- _Instruction_: Reproduce the material beginning at the line that has "shape point(11, 1206)" and stopping after the line that has "point(711, 545)", swapping "bar stool" for "counter stool" and leaving everything else unchanged. Give only those lines.

[Records in a dataset]
+ + +

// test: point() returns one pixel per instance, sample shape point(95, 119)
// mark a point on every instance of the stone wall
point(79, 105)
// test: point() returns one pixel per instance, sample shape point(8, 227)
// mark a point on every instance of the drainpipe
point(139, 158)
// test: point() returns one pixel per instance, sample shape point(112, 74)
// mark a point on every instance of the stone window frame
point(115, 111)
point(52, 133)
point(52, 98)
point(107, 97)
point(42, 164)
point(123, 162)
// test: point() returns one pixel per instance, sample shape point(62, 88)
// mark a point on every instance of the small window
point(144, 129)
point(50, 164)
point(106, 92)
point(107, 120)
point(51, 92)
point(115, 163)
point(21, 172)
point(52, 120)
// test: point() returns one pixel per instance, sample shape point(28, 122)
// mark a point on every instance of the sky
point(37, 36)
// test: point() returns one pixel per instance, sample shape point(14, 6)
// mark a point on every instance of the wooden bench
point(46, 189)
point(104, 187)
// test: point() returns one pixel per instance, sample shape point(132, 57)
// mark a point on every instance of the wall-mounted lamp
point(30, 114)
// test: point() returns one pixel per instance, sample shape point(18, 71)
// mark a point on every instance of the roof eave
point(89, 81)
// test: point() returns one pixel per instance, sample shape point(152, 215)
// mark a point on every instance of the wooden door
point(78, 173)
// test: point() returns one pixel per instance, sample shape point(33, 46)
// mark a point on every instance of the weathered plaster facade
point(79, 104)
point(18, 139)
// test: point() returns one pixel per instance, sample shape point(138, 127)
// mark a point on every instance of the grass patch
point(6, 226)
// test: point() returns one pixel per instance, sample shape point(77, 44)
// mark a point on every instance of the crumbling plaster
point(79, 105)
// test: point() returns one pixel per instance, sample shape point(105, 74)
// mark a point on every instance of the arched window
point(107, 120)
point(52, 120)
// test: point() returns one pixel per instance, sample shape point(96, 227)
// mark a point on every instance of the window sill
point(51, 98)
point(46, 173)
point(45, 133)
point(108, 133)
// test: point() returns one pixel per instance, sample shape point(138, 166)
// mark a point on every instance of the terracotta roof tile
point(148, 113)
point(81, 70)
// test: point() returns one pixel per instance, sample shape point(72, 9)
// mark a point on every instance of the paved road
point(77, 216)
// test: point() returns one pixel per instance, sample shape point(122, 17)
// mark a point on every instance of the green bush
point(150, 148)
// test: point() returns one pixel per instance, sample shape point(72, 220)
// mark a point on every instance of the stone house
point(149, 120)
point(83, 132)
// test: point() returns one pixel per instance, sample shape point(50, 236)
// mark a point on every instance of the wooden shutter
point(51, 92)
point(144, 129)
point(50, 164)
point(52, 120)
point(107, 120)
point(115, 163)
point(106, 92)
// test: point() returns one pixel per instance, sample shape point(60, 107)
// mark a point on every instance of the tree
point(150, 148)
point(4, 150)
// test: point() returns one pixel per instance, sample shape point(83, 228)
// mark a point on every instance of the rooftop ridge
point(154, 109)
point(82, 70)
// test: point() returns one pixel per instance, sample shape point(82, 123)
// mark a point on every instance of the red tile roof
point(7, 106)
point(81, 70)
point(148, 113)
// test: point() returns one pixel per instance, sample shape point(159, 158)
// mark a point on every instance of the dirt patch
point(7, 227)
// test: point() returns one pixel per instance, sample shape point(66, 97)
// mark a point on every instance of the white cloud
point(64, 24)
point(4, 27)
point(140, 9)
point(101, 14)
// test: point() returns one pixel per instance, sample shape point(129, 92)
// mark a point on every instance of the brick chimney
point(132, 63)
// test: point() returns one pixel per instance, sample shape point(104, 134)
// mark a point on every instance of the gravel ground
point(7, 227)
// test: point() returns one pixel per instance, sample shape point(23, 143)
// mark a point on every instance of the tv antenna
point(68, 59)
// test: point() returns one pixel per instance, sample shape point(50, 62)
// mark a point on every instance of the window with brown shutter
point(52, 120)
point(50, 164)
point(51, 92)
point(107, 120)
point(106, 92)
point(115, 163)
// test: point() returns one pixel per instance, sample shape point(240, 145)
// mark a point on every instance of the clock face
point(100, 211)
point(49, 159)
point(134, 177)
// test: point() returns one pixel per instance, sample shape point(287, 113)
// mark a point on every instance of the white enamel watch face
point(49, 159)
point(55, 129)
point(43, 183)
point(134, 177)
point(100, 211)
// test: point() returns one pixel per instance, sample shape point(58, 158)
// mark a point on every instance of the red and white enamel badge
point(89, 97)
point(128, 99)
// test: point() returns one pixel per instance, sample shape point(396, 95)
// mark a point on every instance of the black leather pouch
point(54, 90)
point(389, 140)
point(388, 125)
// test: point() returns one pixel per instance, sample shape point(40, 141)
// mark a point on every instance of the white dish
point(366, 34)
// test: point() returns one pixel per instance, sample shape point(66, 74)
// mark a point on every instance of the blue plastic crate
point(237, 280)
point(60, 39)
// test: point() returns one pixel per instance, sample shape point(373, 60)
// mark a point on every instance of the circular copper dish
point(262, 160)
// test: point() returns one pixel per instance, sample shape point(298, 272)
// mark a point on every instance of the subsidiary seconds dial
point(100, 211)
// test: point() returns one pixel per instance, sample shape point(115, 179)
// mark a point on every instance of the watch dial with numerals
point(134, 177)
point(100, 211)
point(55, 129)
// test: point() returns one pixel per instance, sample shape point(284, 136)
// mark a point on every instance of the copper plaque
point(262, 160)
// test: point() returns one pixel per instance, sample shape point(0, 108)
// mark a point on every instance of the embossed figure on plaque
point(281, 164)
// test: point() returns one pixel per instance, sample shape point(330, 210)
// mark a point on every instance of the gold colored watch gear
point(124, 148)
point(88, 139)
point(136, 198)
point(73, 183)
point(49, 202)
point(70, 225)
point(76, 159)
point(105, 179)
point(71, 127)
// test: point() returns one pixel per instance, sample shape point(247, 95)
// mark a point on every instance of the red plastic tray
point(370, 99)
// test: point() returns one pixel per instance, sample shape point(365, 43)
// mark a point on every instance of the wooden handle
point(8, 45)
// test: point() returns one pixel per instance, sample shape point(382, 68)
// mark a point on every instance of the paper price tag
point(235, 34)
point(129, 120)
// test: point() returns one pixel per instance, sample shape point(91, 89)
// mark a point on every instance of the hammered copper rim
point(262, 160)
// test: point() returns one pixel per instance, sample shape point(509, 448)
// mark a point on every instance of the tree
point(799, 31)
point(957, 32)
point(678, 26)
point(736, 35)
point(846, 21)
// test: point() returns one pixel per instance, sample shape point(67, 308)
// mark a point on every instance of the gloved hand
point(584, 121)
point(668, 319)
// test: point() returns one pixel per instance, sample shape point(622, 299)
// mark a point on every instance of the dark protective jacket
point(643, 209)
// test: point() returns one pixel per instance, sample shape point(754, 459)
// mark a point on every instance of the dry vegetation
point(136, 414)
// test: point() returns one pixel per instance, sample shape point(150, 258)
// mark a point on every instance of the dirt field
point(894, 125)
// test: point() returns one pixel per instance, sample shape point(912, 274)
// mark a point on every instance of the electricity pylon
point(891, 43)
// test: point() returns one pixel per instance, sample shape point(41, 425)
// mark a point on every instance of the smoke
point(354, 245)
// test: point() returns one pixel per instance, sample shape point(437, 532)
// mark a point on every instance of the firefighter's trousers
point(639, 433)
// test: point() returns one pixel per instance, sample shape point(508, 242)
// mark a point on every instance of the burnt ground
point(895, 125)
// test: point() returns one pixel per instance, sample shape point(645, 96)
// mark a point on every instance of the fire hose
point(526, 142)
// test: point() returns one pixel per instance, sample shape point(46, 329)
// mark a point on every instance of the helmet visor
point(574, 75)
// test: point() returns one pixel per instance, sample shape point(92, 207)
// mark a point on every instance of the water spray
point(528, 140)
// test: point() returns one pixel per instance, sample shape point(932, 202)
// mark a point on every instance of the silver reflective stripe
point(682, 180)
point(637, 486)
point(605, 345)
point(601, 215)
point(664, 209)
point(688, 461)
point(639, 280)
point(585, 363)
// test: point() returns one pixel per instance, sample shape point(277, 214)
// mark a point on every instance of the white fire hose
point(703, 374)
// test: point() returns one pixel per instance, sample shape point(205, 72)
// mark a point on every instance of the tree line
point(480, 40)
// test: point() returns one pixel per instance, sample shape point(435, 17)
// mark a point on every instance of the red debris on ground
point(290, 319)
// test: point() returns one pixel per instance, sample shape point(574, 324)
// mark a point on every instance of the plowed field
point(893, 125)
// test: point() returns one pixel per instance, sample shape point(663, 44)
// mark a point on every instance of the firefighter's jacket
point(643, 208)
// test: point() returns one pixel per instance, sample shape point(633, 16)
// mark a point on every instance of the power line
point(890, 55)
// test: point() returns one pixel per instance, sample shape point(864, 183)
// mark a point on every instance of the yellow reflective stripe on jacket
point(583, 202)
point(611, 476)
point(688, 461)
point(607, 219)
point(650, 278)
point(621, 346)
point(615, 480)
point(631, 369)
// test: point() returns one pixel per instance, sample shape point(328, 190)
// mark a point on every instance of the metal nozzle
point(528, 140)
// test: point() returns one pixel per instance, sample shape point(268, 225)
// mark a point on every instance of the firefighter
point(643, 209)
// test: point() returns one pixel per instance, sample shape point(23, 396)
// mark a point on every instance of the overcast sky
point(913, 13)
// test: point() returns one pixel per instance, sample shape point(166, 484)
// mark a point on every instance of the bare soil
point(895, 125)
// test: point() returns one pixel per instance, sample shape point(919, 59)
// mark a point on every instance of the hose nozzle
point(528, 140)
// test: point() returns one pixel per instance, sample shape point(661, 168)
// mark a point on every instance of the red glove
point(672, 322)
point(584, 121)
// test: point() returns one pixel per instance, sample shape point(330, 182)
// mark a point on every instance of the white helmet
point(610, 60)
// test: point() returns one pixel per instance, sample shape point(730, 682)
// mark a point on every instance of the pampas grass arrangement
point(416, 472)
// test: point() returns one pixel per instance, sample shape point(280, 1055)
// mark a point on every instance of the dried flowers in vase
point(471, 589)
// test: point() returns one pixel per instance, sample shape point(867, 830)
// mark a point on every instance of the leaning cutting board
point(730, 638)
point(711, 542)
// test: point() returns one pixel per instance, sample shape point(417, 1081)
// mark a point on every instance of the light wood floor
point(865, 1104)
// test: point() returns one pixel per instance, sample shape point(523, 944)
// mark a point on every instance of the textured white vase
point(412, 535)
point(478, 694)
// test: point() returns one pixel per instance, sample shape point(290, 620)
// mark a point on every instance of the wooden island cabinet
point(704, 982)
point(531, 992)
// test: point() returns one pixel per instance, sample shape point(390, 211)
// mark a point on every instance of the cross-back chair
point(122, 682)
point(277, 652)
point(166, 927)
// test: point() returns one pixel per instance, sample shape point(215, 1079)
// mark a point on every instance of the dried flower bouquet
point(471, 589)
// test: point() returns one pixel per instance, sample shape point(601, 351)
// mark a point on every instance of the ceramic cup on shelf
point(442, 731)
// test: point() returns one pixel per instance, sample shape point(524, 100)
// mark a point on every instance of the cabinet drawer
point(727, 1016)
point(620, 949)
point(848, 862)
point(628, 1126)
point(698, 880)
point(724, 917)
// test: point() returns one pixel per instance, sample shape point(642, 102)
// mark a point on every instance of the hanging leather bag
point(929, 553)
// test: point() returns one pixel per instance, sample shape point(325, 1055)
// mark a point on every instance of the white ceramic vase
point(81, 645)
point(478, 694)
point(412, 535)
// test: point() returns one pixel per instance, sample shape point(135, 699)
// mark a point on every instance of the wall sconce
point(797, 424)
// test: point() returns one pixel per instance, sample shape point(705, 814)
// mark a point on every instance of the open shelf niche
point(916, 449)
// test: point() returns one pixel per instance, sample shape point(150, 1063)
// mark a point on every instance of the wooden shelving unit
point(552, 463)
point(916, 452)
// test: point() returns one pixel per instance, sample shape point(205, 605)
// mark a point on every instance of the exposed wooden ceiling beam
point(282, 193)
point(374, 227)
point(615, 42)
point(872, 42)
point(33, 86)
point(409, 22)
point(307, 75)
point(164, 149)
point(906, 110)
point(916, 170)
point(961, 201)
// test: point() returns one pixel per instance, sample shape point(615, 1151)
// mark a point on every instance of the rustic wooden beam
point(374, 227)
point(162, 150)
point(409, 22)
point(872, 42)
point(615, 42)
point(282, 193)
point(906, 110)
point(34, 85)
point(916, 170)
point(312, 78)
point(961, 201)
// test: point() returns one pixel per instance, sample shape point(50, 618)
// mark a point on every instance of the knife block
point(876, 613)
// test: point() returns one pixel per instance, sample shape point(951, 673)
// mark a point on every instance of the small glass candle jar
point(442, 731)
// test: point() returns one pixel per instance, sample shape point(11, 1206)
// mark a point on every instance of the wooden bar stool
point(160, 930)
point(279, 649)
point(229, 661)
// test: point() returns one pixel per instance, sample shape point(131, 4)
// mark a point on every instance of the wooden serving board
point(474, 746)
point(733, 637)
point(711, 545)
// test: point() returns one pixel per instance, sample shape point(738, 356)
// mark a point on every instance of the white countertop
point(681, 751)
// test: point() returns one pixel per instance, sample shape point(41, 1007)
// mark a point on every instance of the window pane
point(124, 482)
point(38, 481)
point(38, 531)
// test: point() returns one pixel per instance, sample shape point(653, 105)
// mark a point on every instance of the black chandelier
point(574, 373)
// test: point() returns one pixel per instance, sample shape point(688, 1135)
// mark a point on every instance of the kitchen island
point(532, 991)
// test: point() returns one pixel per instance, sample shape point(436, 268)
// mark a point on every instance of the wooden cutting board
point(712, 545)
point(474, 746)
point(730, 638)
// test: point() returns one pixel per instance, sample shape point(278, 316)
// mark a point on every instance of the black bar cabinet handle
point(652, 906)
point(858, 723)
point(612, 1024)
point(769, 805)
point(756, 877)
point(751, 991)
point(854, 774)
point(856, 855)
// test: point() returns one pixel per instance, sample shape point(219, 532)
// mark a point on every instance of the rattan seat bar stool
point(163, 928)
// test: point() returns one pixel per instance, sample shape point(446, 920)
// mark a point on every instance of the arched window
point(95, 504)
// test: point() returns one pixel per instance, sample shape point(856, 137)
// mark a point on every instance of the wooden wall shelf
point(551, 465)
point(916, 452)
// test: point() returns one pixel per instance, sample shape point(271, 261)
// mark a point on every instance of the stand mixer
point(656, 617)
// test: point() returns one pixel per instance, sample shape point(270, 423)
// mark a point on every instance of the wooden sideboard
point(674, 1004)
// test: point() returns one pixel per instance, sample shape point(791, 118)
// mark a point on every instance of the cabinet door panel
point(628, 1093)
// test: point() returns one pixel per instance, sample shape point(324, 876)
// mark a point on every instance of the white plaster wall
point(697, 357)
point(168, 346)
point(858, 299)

+ + +

- _Result for this task_:
// test: point() returns one pixel per instance, sample shape point(11, 1206)
// mark a point on every instance of the wooden counter stool
point(160, 930)
point(279, 649)
point(229, 661)
// test: point() returns one pixel per instance, sample shape point(131, 4)
// mark a point on every instance of the wooden serving board
point(474, 746)
point(733, 637)
point(711, 545)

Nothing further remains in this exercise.